Problem description
Extract, exactly as written, all lines of the material below from the line that includes "Can you find the light-colored" through its last line.

Provided data
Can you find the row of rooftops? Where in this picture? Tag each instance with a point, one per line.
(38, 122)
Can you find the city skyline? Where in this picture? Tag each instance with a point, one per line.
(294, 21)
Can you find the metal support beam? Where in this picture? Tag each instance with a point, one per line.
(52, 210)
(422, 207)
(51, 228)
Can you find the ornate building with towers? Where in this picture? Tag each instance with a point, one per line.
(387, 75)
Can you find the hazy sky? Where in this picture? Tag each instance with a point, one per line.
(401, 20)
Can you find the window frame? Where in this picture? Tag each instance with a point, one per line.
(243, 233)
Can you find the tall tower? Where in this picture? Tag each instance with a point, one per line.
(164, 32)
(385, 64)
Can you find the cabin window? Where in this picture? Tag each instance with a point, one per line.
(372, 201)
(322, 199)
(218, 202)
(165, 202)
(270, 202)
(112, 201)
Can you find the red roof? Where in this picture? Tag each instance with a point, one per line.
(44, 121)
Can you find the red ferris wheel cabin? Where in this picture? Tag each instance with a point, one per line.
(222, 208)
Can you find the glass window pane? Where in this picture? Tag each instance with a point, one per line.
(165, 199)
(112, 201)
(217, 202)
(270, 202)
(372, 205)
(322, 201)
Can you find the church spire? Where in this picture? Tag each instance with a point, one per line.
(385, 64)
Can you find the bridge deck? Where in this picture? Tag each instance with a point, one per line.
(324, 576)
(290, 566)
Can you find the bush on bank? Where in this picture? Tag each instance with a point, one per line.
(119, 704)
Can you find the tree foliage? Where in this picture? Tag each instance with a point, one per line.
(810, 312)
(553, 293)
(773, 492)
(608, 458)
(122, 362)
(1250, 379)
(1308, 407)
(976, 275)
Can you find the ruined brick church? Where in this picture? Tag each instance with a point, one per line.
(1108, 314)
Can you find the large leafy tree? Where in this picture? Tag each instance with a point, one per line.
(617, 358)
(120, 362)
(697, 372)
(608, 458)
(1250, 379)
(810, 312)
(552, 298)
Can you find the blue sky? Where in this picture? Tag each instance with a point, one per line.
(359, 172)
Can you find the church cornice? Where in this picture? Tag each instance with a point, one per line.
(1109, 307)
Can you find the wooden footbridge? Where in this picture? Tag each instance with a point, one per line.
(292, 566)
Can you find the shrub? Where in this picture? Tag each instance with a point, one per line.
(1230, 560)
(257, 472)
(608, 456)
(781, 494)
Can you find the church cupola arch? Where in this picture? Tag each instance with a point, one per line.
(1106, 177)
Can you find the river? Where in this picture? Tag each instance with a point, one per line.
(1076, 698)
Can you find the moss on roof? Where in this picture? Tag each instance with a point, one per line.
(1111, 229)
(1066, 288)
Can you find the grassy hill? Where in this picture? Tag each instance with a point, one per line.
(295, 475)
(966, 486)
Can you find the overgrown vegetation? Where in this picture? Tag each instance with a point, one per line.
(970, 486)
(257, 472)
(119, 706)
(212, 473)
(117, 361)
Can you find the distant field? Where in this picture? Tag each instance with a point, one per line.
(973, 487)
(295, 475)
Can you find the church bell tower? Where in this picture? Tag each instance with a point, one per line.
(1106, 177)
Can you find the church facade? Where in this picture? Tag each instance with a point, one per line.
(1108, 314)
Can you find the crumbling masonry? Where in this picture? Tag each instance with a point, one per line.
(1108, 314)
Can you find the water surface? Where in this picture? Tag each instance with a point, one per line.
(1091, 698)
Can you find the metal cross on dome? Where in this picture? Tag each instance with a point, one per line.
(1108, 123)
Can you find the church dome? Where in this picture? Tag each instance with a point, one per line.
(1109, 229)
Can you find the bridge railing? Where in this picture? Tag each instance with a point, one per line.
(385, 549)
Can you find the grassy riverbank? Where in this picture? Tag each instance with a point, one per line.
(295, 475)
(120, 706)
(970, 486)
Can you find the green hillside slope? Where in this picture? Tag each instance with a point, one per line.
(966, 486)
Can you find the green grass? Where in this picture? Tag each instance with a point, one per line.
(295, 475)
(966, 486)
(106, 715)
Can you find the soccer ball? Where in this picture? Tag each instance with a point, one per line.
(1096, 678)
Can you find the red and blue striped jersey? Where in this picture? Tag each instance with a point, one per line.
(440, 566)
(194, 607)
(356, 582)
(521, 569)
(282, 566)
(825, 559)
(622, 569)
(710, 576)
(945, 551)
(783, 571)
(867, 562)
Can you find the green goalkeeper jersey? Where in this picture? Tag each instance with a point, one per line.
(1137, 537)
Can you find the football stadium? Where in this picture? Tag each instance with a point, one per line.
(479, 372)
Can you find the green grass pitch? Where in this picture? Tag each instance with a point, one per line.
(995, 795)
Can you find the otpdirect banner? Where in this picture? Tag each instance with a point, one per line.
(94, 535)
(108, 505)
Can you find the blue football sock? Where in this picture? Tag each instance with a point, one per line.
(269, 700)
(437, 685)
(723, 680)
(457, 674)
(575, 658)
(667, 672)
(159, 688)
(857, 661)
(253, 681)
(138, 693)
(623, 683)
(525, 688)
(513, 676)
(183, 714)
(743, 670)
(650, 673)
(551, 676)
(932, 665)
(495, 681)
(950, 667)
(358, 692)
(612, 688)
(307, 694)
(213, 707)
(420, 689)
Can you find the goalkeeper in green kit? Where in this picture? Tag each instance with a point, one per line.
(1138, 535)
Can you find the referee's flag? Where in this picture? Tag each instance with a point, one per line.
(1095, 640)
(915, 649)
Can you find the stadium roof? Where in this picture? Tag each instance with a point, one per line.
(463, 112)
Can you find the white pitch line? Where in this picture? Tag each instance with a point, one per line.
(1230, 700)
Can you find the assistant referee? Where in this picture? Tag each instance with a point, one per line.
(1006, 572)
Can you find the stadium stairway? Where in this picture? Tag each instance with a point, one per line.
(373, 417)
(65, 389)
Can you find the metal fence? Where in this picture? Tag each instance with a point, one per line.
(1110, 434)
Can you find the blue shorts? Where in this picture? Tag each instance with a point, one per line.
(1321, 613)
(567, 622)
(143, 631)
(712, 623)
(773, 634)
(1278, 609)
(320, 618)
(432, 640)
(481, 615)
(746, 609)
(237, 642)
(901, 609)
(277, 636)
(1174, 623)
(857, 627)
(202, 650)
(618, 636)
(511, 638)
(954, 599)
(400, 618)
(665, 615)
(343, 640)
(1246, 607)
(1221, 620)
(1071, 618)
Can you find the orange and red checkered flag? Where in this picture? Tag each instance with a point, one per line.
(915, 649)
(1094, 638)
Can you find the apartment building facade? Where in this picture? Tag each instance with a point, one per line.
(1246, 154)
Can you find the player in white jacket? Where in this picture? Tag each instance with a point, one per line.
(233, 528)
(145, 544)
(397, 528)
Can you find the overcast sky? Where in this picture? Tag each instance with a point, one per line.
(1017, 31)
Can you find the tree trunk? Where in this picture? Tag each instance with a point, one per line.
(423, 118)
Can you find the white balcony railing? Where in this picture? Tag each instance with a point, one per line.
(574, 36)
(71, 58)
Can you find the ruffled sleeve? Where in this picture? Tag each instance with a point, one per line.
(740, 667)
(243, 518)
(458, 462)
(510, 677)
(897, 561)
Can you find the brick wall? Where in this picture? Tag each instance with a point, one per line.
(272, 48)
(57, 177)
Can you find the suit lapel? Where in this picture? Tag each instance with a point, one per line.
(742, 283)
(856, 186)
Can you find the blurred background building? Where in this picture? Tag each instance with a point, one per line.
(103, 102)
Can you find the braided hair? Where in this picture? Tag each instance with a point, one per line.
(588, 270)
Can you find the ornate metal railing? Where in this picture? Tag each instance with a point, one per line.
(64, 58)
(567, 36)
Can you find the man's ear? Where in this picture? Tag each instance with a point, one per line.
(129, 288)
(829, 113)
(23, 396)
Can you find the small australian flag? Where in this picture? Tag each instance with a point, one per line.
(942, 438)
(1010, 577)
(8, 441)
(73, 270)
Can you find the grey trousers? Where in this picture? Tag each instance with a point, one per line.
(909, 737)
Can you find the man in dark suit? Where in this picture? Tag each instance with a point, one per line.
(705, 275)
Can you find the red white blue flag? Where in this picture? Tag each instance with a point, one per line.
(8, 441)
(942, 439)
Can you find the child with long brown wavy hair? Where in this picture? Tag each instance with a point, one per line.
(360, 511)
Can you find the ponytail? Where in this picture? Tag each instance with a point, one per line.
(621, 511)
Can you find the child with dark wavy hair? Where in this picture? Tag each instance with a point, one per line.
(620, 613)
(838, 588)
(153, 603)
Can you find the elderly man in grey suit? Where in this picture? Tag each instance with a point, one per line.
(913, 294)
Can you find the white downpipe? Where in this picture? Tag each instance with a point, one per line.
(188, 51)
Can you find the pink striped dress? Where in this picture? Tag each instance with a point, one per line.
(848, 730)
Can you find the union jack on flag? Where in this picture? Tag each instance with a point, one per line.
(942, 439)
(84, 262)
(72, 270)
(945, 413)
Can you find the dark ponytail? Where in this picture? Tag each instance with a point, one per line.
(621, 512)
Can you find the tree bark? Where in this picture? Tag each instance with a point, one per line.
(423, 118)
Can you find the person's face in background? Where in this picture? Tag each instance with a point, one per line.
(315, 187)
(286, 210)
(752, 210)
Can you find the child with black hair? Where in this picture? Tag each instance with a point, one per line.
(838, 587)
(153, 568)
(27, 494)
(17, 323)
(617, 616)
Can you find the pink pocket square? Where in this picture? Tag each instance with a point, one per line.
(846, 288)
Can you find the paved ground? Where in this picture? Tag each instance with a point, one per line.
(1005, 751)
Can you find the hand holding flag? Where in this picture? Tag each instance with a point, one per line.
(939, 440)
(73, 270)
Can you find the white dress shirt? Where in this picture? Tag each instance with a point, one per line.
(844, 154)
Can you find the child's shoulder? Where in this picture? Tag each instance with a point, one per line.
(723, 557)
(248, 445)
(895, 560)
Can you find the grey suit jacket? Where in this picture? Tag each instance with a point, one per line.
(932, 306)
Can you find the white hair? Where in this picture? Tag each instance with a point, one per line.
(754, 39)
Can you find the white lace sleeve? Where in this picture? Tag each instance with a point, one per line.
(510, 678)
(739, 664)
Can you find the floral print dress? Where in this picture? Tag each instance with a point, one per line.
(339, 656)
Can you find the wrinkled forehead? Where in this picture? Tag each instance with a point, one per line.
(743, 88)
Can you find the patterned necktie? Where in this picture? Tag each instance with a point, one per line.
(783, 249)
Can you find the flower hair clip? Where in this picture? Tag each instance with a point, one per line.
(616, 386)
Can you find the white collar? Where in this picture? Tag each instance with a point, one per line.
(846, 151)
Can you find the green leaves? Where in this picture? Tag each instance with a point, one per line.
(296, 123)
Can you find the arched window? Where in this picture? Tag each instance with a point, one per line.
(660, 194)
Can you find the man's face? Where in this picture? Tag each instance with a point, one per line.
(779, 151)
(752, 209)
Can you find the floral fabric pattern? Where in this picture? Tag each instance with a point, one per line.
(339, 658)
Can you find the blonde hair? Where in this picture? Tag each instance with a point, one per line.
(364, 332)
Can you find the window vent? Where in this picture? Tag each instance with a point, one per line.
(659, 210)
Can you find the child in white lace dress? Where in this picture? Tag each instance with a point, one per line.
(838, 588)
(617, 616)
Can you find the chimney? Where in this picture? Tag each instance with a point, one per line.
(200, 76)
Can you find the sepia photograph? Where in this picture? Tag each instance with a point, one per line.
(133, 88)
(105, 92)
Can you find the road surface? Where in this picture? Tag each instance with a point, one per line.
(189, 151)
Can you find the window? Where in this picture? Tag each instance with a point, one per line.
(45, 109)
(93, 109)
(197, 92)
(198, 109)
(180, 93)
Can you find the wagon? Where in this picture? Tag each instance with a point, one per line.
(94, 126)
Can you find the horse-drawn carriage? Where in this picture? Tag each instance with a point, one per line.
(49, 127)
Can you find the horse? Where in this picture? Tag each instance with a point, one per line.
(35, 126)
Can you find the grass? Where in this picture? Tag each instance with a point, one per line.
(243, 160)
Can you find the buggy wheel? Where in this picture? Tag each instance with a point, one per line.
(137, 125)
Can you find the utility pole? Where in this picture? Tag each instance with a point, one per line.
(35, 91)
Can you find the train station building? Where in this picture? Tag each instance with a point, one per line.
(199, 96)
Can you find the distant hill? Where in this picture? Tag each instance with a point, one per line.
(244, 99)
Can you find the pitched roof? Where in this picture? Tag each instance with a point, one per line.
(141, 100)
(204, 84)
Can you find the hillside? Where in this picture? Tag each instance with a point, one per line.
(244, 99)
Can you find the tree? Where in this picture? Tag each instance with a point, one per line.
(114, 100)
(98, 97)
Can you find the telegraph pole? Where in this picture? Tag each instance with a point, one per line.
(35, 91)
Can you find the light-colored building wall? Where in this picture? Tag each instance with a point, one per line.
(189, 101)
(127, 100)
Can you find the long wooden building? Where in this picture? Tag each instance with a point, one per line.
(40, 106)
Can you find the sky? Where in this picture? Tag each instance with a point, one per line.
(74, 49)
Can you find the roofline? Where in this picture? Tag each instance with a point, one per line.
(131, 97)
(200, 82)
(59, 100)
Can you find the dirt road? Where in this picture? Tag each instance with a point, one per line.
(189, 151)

Full solution
Can you find the light-colored building wall? Where in this picture? Tag each instance with a point, one per line.
(189, 101)
(127, 100)
Can you find the long wooden building? Where in this picture? Tag each instance with a point, one per line.
(40, 106)
Can you find the sky? Where in this picture? Tag each instance with a point, one per line.
(74, 49)
Can you find the roofline? Where in this picture? Tag each instance with a point, one per line.
(131, 97)
(200, 82)
(59, 100)
Can you find the dirt road? Where in this picture? Tag each instance with a point, one per line.
(189, 151)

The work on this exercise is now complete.